• YOUR ASSIGNMENT:
Reproduce everything below, from the start of the rows down to and including the line that contains "negative clicks: (81, 799)".

• DATA TO USE:
+-------+

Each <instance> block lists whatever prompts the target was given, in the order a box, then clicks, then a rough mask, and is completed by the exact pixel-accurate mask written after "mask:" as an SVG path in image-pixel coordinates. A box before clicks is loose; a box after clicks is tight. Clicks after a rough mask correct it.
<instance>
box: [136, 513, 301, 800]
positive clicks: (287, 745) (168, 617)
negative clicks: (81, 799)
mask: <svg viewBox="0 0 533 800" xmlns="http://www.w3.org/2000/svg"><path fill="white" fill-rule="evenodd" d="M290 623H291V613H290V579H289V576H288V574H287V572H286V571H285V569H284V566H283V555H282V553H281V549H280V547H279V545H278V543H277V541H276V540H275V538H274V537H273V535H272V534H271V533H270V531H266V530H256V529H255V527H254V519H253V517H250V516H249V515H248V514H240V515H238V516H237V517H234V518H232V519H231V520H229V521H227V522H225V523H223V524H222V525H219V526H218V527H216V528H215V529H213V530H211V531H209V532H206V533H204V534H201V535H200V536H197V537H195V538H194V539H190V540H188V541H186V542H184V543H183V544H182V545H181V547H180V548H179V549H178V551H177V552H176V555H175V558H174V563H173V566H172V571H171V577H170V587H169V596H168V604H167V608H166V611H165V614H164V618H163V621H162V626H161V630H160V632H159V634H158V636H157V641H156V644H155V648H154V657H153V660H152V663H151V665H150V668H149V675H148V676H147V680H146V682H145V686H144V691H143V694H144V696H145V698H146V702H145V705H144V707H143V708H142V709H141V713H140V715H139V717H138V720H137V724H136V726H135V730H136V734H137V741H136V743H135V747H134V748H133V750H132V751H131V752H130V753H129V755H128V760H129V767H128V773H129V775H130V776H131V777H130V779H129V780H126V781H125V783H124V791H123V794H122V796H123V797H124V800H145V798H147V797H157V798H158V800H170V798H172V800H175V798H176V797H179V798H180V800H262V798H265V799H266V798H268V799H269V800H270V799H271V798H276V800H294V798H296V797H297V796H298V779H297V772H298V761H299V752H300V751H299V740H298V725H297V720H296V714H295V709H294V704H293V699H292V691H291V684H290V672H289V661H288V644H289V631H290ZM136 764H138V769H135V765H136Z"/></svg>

+-------+

• TASK SOLUTION:
Each <instance> block lists whatever prompts the target was given, in the order a box, then clicks, then a rough mask, and is completed by the exact pixel-accurate mask written after "mask:" as an SVG path in image-pixel coordinates. A box before clicks is loose; a box after clicks is tight. Clicks after a rough mask correct it.
<instance>
box: [136, 513, 301, 800]
positive clicks: (287, 745) (168, 617)
negative clicks: (81, 799)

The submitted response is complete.